SOURCE PASSAGE:
Will My Employees Earn More on Unemployment If They Quit?
Can your employees make more money if you lay them off? Will they stick with you if they have that as an option? Business managers, leaders, and owners have rarely seen tougher times. Specific niches or industries may pass through an existential crisis now and then. But the level of economic devastation the COVID-19 pandemic inflicted remains unprecedented.
Instead of business niches or industry sectors, the global economy almost collapsed. This in turn forced business leaders to take tough and risky decisions in order to survive. They also had to combat new concerns about business continuity, including performance appraisal methods, workforce size sustainability, and overall payroll spending. This blog explores key facts about unemployment benefits that workforce managers may do well to learn.
Can Your Employees Live Better on Unemployment Benefits?
The record unemployment rates that followed the pandemic early on in 2020 were the worst in modern times. And the number of people signing up for employee benefits in the United States often did not include self-employed professionals or freelance workers. This posed several concerns, including whether the social security system was capable of managing skyrocketing unemployment. However, there is also the concern whether certain employees may simply quit their jobs and decide to live by the same (or even) better standards they enjoy on their current case.
The latter concern is of significant importance. A mass exodus of workers may create serious skill gaps in critical areas. If your workforce turnover rises too high, you may face an unsustainable cycle of hiring, firing, and replacing employees. In any case, business managers need to be aware of the options available to both them and to their workers in case they do need to be laid off. They may need to address and understand what is covered in the unemployment benefits offered in most parts of the USA. Read on for more information.

SUPPLIED ENTRIES:
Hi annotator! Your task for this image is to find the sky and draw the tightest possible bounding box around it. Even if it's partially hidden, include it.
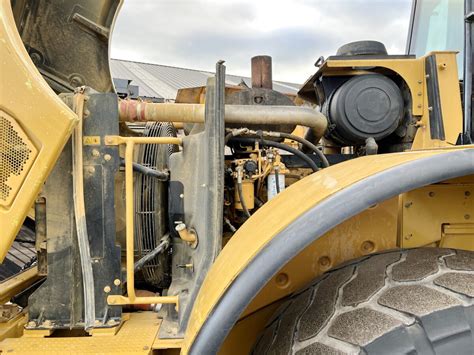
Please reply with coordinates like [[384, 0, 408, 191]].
[[111, 0, 411, 83]]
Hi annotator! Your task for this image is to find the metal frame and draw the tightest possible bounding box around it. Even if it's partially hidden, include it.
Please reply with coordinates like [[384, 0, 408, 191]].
[[105, 136, 182, 309]]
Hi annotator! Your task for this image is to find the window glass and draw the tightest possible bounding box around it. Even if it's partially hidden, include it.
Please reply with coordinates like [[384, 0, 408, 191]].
[[410, 0, 464, 78]]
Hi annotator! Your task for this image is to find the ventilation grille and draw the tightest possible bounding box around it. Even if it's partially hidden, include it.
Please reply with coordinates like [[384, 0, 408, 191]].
[[0, 111, 37, 206]]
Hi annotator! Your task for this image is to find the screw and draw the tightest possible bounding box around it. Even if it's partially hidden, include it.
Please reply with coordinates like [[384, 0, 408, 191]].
[[362, 240, 375, 253], [275, 272, 290, 287], [319, 256, 331, 268]]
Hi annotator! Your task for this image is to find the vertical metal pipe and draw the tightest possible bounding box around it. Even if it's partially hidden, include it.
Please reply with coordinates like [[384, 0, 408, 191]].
[[125, 140, 135, 303], [35, 197, 48, 276], [463, 0, 474, 144], [252, 55, 273, 90]]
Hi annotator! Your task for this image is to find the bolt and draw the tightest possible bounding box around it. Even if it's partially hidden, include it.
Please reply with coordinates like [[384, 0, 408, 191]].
[[319, 256, 331, 268], [30, 53, 42, 65], [275, 272, 290, 287], [361, 240, 375, 253]]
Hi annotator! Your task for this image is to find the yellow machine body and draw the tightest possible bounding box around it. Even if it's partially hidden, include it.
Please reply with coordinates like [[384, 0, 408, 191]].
[[0, 0, 77, 262], [0, 0, 474, 354]]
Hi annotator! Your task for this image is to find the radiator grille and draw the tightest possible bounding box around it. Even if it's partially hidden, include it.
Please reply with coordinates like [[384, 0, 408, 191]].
[[0, 111, 37, 205]]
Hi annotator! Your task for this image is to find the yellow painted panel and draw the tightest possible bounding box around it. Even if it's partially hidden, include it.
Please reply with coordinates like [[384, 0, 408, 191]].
[[0, 0, 77, 262], [401, 184, 474, 249], [0, 312, 161, 355]]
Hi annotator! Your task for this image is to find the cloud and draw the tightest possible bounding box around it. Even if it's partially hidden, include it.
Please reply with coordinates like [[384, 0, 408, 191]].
[[112, 0, 411, 82]]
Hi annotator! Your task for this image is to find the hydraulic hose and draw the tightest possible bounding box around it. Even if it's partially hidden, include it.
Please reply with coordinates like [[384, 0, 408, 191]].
[[230, 137, 319, 171], [237, 182, 250, 217], [237, 129, 329, 168]]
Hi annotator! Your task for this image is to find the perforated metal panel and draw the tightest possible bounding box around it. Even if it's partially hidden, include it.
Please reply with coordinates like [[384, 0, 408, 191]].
[[0, 110, 38, 206]]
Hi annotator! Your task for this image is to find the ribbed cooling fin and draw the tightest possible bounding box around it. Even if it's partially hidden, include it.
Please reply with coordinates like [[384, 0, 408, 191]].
[[135, 122, 176, 287]]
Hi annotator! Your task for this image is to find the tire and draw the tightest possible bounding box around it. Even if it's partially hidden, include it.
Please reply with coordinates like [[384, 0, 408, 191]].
[[253, 248, 474, 355]]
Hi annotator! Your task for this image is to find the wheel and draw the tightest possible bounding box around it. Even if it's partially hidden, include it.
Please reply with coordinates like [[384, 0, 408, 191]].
[[253, 248, 474, 355]]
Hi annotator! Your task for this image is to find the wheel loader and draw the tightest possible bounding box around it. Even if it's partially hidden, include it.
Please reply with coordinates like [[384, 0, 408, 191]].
[[0, 0, 474, 355]]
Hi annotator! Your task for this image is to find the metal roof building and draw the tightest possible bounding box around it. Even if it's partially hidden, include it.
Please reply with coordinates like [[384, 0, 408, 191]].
[[110, 59, 300, 101]]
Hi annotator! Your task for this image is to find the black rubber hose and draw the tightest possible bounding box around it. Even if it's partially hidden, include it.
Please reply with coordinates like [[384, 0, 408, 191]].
[[230, 137, 319, 171], [276, 132, 329, 168], [275, 169, 280, 194], [237, 182, 250, 217]]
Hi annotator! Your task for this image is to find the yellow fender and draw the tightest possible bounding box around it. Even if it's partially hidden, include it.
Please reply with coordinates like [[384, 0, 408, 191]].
[[182, 146, 474, 354]]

EXERCISE A:
According to the unemployment article, which workers were often left out of the count of people signing up for benefits in the United States?
EXERCISE B:
List the new business continuity concerns that the unemployment article says business leaders had to combat.
EXERCISE C:
Continue the article on unemployment benefits from its final sentence.

TASK RESPONSE A:
Self-employed professionals and freelance workers.

TASK RESPONSE B:
Performance appraisal methods, workforce size sustainability, and overall payroll spending.

TASK RESPONSE C:
Understanding State Unemployment Benefits
Unemployment benefits are part of the larger social security system most American citizens have access to. These are designed to act as a safety net, and reduce the impact of a sudden loss of income. The unemployment benefits are designed to offer at least a basic income to unemployed Americans until they rejoin the active workforce. All states in the country offer unemployment benefits to people who have been temporarily or permanently laid off. Most states use publicly available information, such as income tax records, employment history, payroll information, and even tax returns to establish the veracity of a claim for unemployment benefits. In any case, only residents of a state can claim unemployment benefits from that state.
The New FPUC Program
The state unemployment benefits system is one of the cornerstones of the American way of life. However, the FPUC program is a more recent and targeted addition to the social security infrastructure. Introduced in March 2020, the Federal Pandemic Unemployment Compensation is an additional benefit that unemployed workers may be eligible for. However, since it is a federal program, every qualifying American citizen in any part of the country may be eligible, instead of the residents of a specific state. On top of the benefits your workers can claim from the state, they may also be eligible for another $600 per week under the FPUC. Currently, subsequent legislation has readjusted the FPUC payout to $300 a week.
What Happens When Employees Claim State Unemployment and FPUC Benefits?
This is a question of specifics. As an employer, while you may offer unemployment insurance, you don’t really get a say in the claims or payouts. The unemployment division of the state’s department of labor will usually call the shots. However, every time one of your workers files an unemployment claim, you can expect a call from the state’s labor agency. They will usually enquire about the claimant’s employment status, reasons for leaving, and the possibility of continued employment. This information will play a pivotal role when the department decides whether to accept or reject a claim.
What to Tell Your Workers?
Since you don’t control the outcome of an unemployment claim, it is usually inadvisable to promise anything to your workers that you cannot deliver. The decision to pay an unemployment claim does not rest in your hands. You can neither confirm nor deny their standard of life will change significantly on unemployment benefits. Therefore, the best you can do is communicate the broad circumstances that can result in an accepted or rejected claim to your workers.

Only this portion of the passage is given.